Reproduce the following material verbatim, line by line.

▶ **Records provided**
┏━━

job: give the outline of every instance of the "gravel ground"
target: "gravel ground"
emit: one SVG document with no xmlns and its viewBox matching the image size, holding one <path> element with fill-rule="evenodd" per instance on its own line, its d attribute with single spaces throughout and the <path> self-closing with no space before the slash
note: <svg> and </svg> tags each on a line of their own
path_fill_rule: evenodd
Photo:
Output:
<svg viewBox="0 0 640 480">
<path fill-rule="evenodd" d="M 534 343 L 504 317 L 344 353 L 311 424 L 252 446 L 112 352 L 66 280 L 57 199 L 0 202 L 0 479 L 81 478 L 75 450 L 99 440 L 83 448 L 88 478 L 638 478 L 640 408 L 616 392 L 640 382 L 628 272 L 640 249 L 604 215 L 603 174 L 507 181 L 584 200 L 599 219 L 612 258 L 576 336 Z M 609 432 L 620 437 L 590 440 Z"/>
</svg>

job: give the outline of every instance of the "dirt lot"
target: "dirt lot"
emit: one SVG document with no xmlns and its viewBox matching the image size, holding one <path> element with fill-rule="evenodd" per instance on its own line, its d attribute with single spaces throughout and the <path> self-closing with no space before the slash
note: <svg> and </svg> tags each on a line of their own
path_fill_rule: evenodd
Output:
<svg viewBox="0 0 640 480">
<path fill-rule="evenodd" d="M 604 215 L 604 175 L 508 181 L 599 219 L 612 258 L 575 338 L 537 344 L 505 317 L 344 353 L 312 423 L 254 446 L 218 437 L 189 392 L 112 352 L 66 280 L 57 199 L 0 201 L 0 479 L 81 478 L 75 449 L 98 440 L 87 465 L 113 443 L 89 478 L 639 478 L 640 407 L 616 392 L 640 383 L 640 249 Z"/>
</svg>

┗━━

▶ **The answer**
job: give the outline of every instance of the "gravel ground"
target: "gravel ground"
emit: one SVG document with no xmlns and its viewBox matching the image size, holding one <path> element with fill-rule="evenodd" per instance on its own line, its d attribute with single spaces throughout and the <path> self-closing with no space before the slash
note: <svg> and </svg> tags each on a line of their own
path_fill_rule: evenodd
Photo:
Output:
<svg viewBox="0 0 640 480">
<path fill-rule="evenodd" d="M 534 343 L 504 317 L 344 353 L 311 424 L 252 446 L 112 352 L 66 280 L 57 199 L 0 202 L 0 479 L 81 478 L 75 450 L 99 440 L 83 448 L 88 478 L 638 478 L 640 408 L 616 392 L 640 382 L 628 272 L 640 249 L 604 215 L 603 174 L 507 181 L 584 200 L 599 219 L 612 258 L 576 336 Z M 609 432 L 620 437 L 590 440 Z"/>
</svg>

job: give the outline of every instance of the "dirt lot"
target: "dirt lot"
emit: one SVG document with no xmlns and its viewBox matching the image size, holding one <path> element with fill-rule="evenodd" per instance on its own line, its d attribute with single spaces throughout and the <path> self-closing with no space before the slash
note: <svg> and </svg> tags each on a line of their own
path_fill_rule: evenodd
Output:
<svg viewBox="0 0 640 480">
<path fill-rule="evenodd" d="M 604 215 L 604 175 L 508 181 L 599 219 L 612 258 L 575 338 L 537 344 L 505 317 L 344 353 L 312 423 L 254 446 L 218 437 L 189 392 L 112 352 L 66 280 L 57 199 L 0 201 L 0 479 L 81 478 L 75 449 L 98 440 L 87 465 L 113 443 L 89 478 L 639 478 L 640 407 L 616 392 L 640 383 L 640 249 Z"/>
</svg>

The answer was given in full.